What is needed: Copy every line unchanged, starting at the line containing "Category: blue logo icon" and ending after the line containing "pixel 151 120", except add 140 to each coordinate in the answer keypoints. Leave the sample coordinates shown as the format as they are.

Data supplied:
····················
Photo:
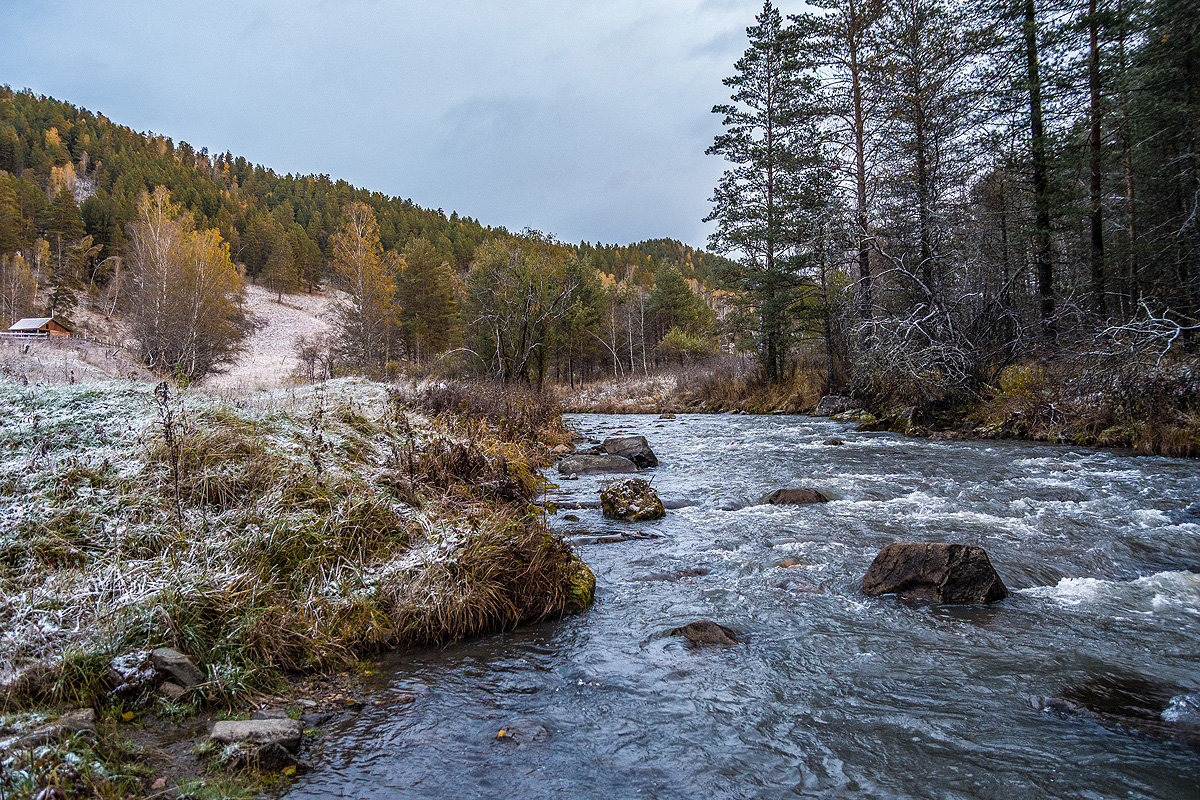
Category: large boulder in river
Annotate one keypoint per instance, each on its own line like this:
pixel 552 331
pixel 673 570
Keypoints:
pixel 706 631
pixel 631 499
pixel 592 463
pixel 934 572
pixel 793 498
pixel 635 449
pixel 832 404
····················
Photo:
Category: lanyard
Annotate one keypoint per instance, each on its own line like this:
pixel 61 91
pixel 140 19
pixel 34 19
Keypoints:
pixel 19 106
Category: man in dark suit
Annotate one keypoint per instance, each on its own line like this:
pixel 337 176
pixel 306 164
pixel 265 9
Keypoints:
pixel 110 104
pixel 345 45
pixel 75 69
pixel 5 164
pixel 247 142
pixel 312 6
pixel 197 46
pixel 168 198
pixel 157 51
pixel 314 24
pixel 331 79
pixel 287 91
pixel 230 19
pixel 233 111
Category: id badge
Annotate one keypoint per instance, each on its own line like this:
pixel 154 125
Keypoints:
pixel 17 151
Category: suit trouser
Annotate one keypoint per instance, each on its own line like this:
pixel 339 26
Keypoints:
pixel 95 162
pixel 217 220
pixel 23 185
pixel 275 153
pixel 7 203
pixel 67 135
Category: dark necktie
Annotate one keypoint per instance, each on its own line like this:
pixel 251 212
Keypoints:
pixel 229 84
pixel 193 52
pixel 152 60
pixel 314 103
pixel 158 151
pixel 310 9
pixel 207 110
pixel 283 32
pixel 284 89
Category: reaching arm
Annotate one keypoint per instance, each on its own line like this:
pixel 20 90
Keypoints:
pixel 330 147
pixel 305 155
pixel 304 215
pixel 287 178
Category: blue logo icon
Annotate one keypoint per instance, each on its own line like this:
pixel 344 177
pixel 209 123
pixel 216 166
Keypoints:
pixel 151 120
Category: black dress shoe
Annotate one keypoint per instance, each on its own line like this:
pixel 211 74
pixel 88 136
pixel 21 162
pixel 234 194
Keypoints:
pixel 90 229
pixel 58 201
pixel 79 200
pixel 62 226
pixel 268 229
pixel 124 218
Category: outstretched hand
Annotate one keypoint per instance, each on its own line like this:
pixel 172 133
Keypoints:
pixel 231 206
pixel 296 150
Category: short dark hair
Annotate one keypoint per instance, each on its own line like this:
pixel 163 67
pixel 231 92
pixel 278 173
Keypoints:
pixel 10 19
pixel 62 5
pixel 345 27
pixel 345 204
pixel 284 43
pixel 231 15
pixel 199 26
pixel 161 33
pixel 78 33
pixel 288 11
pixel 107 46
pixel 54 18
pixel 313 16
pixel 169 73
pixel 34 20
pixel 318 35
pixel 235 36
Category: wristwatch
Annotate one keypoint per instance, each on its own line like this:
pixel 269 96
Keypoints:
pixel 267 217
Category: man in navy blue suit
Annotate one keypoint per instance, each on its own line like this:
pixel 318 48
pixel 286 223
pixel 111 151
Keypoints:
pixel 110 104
····················
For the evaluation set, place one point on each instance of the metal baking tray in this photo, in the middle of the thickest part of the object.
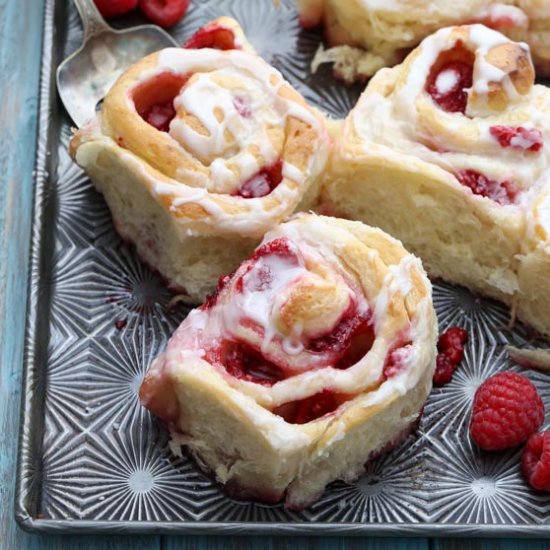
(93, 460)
····················
Result:
Category: blue logo icon
Annotate one keypoint per instance, each on its own line like this:
pixel 344 177
pixel 209 123
pixel 216 166
Keypoints:
pixel 291 260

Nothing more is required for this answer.